* Passage
I think this seems reasonable, though novel. I'm not so sure about introducing a new tag, data for this though. Would namespace as well for that be OK? Even that doesn't map super cleanly onto what you're doing here.

Do you think you'll want more of these into the future? I wonder if we can't figure out a better tag whether this should just be an entirely new classification.

@vmx, what do you think?

I wonder if URI could use a Multiaddress instead. Would that be an option (I know to little about the Eth/ENS ecosystem).

namespace works. I'd be happy to change it to whatever you suggest.

IMO, the closest codec is json which oddly uses tag:ipld.

I picked tag:data as unlike most codecs, data-uri is both a codec and the data itself.

I think tag:multiaddr for uri suggests too much internal encoding, as we want something maximally general (a literal UTF-8 string) where the content is ultimately validated by the client (since URL standards are ever-evolving)

I think tag:multiaddr for uri suggests too much internal encoding, as we want something maximally general (a literal UTF-8 string) where the content is ultimately validated by the client (since URL standards are ever-evolving)

Keeping it simple makes sense.

Apologies for the long text, I'm going to be OOO for a couple days and wanted to make sure to leave some context. cc @lidel who has been involved in the ENS work and interop here since long before me 😅.

TLDR:

As per usual, unless a codec makes very little sense, is duplicative, or seems to trivially open the door for a whole bunch more codecs I'm generally +1 on applications - although sometimes I recommend moving to a higher byte range in the table
DataURL in particular seems like something the ENS and IPFS communities could work on, if the mime-type issue is causing them big enough problems that identity raw CIDs are insufficient then it seems like that'll happen for data that's too big to reasonably use a DataURL for.

Some thoughts:

URI

I wonder if URI could use a Multiaddress instead

Probably not multiaddress itself, but harmonization with something like multipath https://github.com/multiformats/multiformats/pull/55 would likely make this work and be pretty sensible. It would likely also let us use the 0x2f as an escape hatch for people generally wanting to use/experiment with strings rather than code numbers which is what this roughly does (otherwise, the codes like for http could potentially be used instead).

FWIW libp2p has recently proposed going the other way as well (i.e. representing multiaddrs as URIs https://github.com/multiformats/multiaddr/pull/171).

I don't in principle have an objection to a URI based namespace, the two byte range is probably fine although URIs could probably tolerate even three due to the size of the data.

* Extracted information
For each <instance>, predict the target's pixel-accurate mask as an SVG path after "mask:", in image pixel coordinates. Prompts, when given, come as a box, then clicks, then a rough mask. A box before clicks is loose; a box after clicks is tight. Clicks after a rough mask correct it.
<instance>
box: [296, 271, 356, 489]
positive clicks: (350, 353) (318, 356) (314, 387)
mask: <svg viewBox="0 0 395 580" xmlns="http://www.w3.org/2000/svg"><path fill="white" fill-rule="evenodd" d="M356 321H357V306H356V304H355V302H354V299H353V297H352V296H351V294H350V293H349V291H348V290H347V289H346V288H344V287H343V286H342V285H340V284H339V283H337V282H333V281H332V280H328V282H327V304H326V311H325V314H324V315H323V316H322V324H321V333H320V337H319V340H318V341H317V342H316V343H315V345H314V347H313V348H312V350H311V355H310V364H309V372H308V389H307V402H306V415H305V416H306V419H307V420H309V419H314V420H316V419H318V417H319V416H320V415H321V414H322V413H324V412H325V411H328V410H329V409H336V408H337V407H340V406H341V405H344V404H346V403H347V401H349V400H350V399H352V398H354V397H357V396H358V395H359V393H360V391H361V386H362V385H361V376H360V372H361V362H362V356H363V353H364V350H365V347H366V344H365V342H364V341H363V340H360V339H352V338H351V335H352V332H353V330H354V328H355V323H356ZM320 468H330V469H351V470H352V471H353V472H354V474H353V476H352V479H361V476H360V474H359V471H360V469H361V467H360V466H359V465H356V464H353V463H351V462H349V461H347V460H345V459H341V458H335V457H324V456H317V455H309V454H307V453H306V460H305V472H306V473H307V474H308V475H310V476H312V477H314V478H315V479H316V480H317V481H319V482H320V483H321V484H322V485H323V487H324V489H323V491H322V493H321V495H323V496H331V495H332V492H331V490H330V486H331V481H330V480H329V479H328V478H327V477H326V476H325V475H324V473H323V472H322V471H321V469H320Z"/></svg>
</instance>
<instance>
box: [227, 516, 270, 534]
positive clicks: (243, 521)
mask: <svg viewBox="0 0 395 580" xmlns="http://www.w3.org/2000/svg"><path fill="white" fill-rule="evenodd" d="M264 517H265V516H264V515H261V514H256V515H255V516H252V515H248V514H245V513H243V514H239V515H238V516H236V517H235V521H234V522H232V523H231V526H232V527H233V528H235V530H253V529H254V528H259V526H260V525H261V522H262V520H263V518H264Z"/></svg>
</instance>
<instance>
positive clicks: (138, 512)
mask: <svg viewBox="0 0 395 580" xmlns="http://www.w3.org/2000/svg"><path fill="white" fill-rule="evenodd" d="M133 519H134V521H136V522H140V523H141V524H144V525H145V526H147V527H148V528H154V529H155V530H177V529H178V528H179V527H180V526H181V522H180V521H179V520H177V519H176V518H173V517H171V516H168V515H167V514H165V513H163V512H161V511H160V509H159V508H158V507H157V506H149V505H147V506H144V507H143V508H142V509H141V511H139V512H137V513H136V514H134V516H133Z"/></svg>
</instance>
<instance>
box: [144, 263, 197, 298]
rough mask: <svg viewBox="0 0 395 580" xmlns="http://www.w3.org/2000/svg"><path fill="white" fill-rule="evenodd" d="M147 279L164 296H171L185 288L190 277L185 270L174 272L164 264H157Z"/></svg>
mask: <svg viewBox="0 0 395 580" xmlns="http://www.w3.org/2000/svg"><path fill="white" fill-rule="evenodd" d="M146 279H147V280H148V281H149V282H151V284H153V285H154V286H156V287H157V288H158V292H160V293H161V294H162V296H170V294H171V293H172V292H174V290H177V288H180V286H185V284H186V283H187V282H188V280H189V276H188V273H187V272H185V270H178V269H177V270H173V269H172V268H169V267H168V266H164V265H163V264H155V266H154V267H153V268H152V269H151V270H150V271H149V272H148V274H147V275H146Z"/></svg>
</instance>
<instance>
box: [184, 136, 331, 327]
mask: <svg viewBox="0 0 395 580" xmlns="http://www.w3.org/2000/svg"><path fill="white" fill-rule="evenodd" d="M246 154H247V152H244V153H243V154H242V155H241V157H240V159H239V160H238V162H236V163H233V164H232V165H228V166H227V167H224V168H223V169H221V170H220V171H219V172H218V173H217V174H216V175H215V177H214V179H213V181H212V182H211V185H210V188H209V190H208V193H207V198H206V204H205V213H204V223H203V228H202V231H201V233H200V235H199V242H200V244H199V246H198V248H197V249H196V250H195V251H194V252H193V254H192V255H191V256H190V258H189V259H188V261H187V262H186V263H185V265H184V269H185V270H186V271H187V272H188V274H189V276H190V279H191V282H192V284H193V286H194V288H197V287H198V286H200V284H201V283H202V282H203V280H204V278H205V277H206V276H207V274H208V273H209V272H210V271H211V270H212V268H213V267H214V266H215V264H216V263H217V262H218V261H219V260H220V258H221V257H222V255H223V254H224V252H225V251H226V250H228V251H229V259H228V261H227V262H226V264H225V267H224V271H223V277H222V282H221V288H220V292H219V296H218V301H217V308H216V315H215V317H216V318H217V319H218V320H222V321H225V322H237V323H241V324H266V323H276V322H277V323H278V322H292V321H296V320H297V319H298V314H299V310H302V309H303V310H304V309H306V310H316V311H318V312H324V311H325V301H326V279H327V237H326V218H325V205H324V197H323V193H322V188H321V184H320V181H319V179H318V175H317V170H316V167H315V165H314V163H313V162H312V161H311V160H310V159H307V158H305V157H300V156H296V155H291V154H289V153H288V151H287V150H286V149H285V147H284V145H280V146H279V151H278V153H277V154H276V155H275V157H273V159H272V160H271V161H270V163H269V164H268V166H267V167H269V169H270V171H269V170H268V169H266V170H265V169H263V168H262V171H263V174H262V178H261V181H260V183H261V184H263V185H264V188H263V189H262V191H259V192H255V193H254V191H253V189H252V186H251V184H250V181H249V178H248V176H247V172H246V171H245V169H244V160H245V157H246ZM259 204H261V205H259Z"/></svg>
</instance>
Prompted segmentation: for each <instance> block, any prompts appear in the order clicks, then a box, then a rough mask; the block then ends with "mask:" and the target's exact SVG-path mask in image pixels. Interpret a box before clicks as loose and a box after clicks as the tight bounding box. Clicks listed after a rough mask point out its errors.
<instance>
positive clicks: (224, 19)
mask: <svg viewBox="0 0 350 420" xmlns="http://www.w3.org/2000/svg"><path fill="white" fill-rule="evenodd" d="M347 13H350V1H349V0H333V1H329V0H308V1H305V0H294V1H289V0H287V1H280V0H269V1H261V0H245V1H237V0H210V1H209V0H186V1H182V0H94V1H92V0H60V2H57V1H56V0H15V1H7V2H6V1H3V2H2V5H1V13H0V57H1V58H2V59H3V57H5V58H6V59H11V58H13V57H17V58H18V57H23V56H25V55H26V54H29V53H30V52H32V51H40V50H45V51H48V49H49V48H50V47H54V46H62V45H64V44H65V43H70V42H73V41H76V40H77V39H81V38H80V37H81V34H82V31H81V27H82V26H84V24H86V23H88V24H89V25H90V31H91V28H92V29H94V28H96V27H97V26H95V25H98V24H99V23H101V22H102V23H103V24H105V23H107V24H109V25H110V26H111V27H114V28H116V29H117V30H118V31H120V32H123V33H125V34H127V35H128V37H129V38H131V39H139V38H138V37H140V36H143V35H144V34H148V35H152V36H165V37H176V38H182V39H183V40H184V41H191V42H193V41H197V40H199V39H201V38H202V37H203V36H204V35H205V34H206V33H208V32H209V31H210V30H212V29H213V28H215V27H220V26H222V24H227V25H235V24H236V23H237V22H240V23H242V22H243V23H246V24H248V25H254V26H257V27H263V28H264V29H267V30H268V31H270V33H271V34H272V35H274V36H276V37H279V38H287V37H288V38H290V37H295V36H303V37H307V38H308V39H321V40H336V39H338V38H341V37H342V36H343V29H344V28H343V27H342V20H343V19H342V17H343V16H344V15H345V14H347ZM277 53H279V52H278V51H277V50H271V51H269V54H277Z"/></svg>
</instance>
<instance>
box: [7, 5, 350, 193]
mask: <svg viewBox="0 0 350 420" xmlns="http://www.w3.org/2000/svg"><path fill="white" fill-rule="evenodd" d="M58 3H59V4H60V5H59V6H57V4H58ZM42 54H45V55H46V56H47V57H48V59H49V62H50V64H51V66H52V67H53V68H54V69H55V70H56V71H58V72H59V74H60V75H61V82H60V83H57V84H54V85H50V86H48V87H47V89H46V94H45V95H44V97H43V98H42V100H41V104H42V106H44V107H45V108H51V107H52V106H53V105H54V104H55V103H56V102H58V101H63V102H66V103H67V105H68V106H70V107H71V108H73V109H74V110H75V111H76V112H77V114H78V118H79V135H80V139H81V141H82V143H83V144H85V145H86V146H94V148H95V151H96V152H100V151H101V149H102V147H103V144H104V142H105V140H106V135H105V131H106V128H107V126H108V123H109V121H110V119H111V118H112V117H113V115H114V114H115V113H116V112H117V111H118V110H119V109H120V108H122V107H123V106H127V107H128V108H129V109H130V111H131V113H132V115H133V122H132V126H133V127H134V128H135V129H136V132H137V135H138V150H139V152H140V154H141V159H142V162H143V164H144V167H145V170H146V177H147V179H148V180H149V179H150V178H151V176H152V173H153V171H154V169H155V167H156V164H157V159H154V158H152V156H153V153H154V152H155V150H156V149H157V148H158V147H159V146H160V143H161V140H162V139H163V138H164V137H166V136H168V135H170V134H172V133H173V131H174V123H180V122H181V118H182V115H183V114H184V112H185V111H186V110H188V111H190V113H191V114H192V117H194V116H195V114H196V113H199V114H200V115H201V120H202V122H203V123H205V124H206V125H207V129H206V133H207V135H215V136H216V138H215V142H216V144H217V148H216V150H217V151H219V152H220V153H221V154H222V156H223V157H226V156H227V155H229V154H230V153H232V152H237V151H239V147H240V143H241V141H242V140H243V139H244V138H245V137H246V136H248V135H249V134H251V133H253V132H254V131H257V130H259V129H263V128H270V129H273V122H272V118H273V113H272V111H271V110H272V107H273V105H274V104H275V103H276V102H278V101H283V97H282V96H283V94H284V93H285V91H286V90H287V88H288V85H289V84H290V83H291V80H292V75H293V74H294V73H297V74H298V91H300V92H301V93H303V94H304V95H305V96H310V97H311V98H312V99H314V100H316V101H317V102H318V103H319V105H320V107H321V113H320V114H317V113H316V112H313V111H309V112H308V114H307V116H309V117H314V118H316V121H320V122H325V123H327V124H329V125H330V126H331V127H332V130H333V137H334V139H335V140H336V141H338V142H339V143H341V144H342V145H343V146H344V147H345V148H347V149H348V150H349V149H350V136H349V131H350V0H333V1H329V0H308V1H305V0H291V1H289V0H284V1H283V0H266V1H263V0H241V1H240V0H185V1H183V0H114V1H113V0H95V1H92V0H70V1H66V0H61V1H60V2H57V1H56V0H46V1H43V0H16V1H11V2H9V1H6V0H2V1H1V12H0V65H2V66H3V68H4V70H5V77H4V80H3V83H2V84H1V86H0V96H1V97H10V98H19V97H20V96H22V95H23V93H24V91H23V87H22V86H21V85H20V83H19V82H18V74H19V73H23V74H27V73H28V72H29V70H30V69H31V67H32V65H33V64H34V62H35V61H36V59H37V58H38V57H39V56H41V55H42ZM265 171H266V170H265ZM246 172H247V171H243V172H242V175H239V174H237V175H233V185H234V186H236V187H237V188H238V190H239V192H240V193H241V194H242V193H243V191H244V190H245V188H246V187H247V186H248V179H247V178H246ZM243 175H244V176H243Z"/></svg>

* Study questions
• A. Retype the listing from its first line through the line containing "positive clicks: (350, 353)", including both of those lines.
• B. Continue the thread about codec tags for URIs and data URLs from the point where it stops.
The forum thread and the listing come from unrelated sources.

* Task-by-task results
• A.
For each <instance>, predict the target's pixel-accurate mask as an SVG path after "mask:", in image pixel coordinates. Prompts, when given, come as a box, then clicks, then a rough mask. A box before clicks is loose; a box after clicks is tight. Clicks after a rough mask correct it.
<instance>
box: [296, 271, 356, 489]
positive clicks: (350, 353) (318, 356) (314, 387)

• B.
Perhaps more of an ENS-related comment, but want to call out:

There is some redundancy here because for any namespace (IPFS, Swarm, etc.) you could encode under the URI namespace or under their individual namespace. Not necessarily a big issue here, but certainly a change implementations will need to take care of
Related to ^ it seems like this could have always been the case, I'm not sure the historical context here but probably worth validating with folks who did this in earlier rounds that this makes sense. Totally fair + reasonable to say we want to save some bytes with known namespaces and then have the utf-8 URI escape hatch (although I don't know if "contenthash" is a reasonable name for this kind of thing 🙃).

Data URL

Seems fine, although maybe the three byte range (along with arweave, skynet, etc.) makes more sense here given these will likely be larger anyhow.

A few comments / thoughts:

Given the above technically this already works as a Data URI, right https://developer.mozilla.org/en-US/docs/Web/HTTP/Basics_of_HTTP/Data_URLs, right? If so, I assume the idea is to preserve space by not needing to do base64 encoding.
While saving some bytes here seems fine. This seems non-optimal in that it both isn't as compact as it could be (e.g. mime types are still expressed in text), not flexible enough to include any other metadata, and we couldn't work around it within the existing namespaces (the URI namespace adds a sort of escape hatch here as long as you assume names won't collide).
- In my bias as someone who works on the IPFS project IMO this could've/should've been resolved by having the tooling for this either in IPFS (either in UnixFS, CID, or another IPLD format), and this seems like as good a time as any to resolve it independently of what happens in this PR (although it may justify bumping to 3 bytes)
  - A CID with the identity multihash and raw codec (or sometimes codecs like JSON or CBOR) would've been sufficient except for the need of a mimetype
  - Technically this could be resolved in a few different ways, one is https://github.com/ipfs/specs/issues/257, note: the latest request here came from the ENS community as well so definitely seems like a good opportunity to chat anyhow
  - Given the very large number of ENS contenthash records that are IPFS-based this seems like something we could/should fix or the hack within ENS (whether in ENS or the "contenthash" namespace could fix either)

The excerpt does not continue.